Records
▼

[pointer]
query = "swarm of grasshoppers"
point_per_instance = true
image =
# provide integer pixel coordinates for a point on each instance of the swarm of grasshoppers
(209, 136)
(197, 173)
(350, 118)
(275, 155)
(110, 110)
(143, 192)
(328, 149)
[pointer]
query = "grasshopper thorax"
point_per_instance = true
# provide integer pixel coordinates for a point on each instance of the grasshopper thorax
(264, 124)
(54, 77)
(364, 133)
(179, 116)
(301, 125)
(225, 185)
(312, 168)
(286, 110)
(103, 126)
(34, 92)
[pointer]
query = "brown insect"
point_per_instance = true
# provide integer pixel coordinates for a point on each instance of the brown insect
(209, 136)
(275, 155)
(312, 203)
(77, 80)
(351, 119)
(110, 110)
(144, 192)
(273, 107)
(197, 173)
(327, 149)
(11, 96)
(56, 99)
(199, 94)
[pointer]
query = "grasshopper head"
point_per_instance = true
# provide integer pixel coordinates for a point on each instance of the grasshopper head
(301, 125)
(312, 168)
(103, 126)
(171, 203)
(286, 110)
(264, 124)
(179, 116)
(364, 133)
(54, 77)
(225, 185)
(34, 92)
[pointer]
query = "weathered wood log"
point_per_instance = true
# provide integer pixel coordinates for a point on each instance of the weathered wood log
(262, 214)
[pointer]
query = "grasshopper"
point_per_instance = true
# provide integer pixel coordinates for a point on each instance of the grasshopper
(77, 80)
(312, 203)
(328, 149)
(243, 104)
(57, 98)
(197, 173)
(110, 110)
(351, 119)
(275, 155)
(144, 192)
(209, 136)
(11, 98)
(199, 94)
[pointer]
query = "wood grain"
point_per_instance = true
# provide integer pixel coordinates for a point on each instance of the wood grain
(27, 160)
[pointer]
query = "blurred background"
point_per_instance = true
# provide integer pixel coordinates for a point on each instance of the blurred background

▲

## Objective
Turn every line of the data above into a numbered list, omitting any blank lines.

## Solved exercise
1. [pointer]
2. query = "swarm of grasshoppers"
3. point_per_instance = true
4. image =
5. # provide integer pixel coordinates for a point on each instance of the swarm of grasshoppers
6. (209, 136)
7. (197, 173)
8. (350, 118)
9. (275, 155)
10. (110, 110)
11. (143, 192)
12. (328, 149)
13. [pointer]
14. query = "grasshopper thorax"
15. point_per_instance = true
16. # provide integer pixel coordinates for a point on each instance of the grasshopper thorax
17. (264, 124)
18. (54, 77)
19. (364, 133)
20. (179, 116)
21. (301, 125)
22. (225, 185)
23. (312, 168)
24. (286, 110)
25. (103, 126)
26. (34, 92)
27. [pointer]
28. query = "brown insect"
29. point_per_instance = true
30. # provide integer pixel coordinates for a point on each instance of the brown insect
31. (209, 136)
32. (275, 155)
33. (312, 203)
34. (77, 80)
35. (351, 119)
36. (110, 110)
37. (144, 192)
38. (273, 107)
39. (197, 173)
40. (327, 149)
41. (11, 96)
42. (56, 99)
43. (199, 94)
44. [pointer]
45. query = "grasshopper head"
46. point_per_instance = true
47. # provide integer pixel coordinates for a point on each instance of the grasshopper head
48. (301, 125)
49. (312, 168)
50. (103, 126)
51. (171, 203)
52. (286, 110)
53. (264, 124)
54. (179, 116)
55. (364, 133)
56. (54, 77)
57. (225, 185)
58. (34, 92)
59. [pointer]
60. query = "weathered wood log"
61. point_per_instance = true
62. # provide integer pixel coordinates for a point on each instance of the weathered wood log
63. (262, 214)
64. [pointer]
65. query = "grasshopper"
66. point_per_instance = true
67. # provide integer pixel coordinates for a point on each instance of the grasshopper
68. (77, 80)
69. (312, 203)
70. (328, 149)
71. (243, 104)
72. (57, 98)
73. (197, 173)
74. (110, 110)
75. (351, 119)
76. (275, 155)
77. (144, 192)
78. (209, 136)
79. (11, 98)
80. (199, 94)
81. [pointer]
82. query = "wood grain"
83. point_per_instance = true
84. # provide integer pixel coordinates for a point on each instance of the wood grain
85. (27, 160)
86. [pointer]
87. query = "blurred background"
88. point_per_instance = true
89. # provide integer pixel coordinates for a point on each instance of the blurred background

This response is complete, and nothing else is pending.